Word for word, copy the line containing "I would be grateful if you could indicate the round" and every line after it in the records below, leaving pictures out.
*** Block opens ***
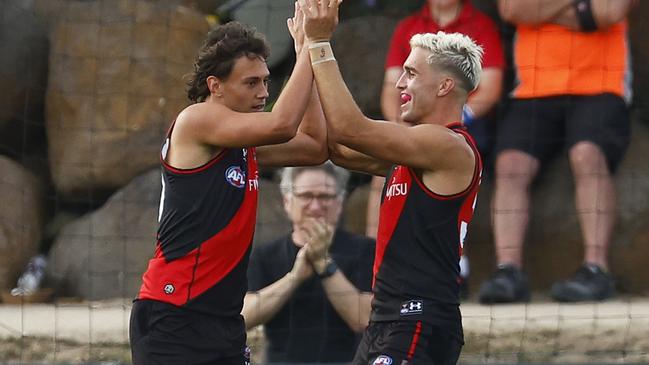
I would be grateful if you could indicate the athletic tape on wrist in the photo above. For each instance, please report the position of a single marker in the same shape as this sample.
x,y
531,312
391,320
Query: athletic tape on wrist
x,y
321,52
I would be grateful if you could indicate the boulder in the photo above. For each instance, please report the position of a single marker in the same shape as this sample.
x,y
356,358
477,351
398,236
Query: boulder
x,y
23,74
21,220
115,86
104,253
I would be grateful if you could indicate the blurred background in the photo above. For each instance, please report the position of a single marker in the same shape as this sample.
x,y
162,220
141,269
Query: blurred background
x,y
87,92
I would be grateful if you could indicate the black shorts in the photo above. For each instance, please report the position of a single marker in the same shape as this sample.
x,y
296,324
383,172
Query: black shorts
x,y
407,343
161,333
543,126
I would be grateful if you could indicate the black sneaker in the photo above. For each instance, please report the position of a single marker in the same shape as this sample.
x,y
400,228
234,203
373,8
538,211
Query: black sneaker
x,y
589,283
507,285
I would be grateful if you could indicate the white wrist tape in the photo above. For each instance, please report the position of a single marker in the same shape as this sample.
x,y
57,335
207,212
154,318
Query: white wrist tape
x,y
321,52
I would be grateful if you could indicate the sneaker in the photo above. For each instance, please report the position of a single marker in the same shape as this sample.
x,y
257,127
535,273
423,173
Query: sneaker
x,y
507,285
589,283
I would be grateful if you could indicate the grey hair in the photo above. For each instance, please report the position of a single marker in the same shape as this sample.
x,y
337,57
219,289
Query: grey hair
x,y
341,175
454,52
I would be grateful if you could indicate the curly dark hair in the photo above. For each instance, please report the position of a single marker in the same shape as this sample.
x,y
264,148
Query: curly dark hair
x,y
223,46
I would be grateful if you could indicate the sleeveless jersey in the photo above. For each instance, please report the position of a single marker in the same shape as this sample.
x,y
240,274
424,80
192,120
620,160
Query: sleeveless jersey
x,y
419,243
206,224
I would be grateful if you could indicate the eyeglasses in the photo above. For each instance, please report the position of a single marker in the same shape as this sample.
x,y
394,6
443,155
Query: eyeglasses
x,y
307,198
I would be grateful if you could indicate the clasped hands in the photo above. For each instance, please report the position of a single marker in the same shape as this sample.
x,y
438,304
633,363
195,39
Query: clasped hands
x,y
314,20
315,254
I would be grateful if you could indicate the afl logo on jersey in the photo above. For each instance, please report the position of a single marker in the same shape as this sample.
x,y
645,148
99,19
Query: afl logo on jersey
x,y
235,176
169,289
382,360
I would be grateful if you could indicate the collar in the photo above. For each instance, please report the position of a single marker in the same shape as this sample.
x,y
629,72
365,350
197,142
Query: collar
x,y
455,125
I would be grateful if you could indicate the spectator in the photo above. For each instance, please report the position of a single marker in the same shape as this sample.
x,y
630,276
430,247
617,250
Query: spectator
x,y
571,95
300,302
449,16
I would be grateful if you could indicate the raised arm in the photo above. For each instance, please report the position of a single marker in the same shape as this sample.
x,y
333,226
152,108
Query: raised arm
x,y
425,146
309,146
229,117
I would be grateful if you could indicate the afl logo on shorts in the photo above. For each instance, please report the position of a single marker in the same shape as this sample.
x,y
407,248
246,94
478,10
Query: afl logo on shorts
x,y
235,176
382,360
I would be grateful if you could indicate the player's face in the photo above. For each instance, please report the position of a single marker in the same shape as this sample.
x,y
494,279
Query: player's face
x,y
418,86
314,195
246,89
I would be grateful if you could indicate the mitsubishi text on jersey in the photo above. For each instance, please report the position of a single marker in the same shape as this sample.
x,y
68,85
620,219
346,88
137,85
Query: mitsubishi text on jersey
x,y
419,243
206,225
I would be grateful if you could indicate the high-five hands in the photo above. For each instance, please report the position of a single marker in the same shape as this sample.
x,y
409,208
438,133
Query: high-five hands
x,y
320,18
296,28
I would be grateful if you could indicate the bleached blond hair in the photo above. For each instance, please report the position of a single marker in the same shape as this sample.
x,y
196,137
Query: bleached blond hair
x,y
453,52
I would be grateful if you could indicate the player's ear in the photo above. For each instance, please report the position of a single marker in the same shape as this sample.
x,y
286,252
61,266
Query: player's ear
x,y
446,85
215,85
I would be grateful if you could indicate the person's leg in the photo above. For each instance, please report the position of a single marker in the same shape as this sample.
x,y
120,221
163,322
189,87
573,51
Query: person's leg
x,y
529,133
598,130
595,200
515,171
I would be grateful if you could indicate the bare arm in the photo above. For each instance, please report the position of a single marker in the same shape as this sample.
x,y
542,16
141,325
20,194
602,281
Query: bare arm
x,y
259,307
309,146
426,147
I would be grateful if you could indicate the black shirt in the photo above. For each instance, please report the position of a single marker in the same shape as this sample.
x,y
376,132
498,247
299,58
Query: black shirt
x,y
307,328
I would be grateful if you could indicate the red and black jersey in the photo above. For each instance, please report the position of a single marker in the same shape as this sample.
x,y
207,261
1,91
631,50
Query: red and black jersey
x,y
419,243
206,224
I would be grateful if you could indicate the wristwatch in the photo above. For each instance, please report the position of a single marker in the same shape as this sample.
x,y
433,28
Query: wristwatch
x,y
329,270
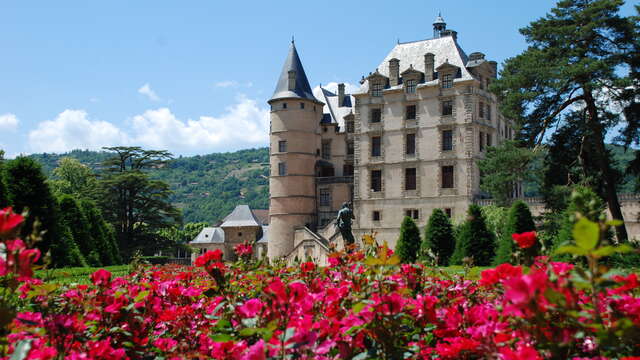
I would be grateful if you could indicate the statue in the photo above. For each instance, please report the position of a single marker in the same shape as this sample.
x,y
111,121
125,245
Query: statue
x,y
345,215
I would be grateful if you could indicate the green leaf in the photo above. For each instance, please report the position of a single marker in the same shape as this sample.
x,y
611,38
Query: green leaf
x,y
22,350
141,296
604,251
586,234
221,337
570,249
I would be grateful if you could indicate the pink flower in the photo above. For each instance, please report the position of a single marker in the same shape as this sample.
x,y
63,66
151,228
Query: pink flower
x,y
307,267
525,240
9,220
255,351
251,308
243,250
202,260
165,344
101,277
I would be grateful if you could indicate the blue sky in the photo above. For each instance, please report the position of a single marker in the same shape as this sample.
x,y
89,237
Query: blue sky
x,y
193,77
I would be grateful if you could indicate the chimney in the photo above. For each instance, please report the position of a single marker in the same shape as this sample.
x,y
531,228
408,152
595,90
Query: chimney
x,y
340,94
494,66
394,72
292,80
429,60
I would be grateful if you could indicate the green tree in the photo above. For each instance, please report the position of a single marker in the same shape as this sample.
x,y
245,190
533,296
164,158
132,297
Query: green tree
x,y
474,240
137,205
504,166
65,251
519,220
73,217
4,193
73,178
438,238
573,59
102,235
28,189
409,241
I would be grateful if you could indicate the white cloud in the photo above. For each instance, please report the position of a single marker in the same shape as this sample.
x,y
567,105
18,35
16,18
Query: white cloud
x,y
226,84
72,129
8,122
243,124
148,92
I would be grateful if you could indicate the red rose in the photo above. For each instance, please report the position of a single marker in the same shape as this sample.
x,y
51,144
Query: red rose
x,y
9,220
101,277
525,240
307,267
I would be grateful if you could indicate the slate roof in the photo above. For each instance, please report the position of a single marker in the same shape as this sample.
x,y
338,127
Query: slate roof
x,y
332,112
240,216
265,235
209,235
302,89
445,49
262,215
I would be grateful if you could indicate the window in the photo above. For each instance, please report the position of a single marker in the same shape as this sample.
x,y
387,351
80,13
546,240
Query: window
x,y
350,147
350,126
412,213
325,197
376,180
447,81
375,146
447,140
376,89
282,146
410,112
447,177
326,150
447,107
375,115
410,148
411,86
410,178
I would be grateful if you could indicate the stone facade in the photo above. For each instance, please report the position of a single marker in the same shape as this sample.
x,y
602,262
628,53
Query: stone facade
x,y
407,142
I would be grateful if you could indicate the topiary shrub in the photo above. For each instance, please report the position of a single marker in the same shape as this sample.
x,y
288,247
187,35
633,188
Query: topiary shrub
x,y
474,240
519,220
438,238
409,241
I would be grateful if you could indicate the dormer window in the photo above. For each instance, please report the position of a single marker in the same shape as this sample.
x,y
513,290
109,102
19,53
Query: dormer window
x,y
447,81
376,89
411,86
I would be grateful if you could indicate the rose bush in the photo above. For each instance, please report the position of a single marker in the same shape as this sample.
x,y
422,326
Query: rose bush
x,y
358,307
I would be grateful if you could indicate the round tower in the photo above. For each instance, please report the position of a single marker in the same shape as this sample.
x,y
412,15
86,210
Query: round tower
x,y
294,144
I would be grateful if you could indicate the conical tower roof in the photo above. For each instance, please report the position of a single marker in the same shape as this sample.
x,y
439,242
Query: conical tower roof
x,y
302,89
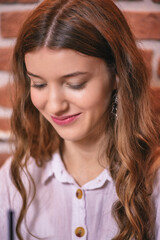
*** Block closes ***
--- Response to the exercise ---
I would be grateful if you could indicate the round tower in the photo above. For each instance, please report the position of a single marker in the same shape as this sample.
x,y
412,15
86,210
Query: round tower
x,y
294,144
I would be grateful if you could indicate the conical tower roof in the photo above. For each instance, please report the position of a single marker in the same shape as this sample.
x,y
439,242
Query: conical tower roof
x,y
302,89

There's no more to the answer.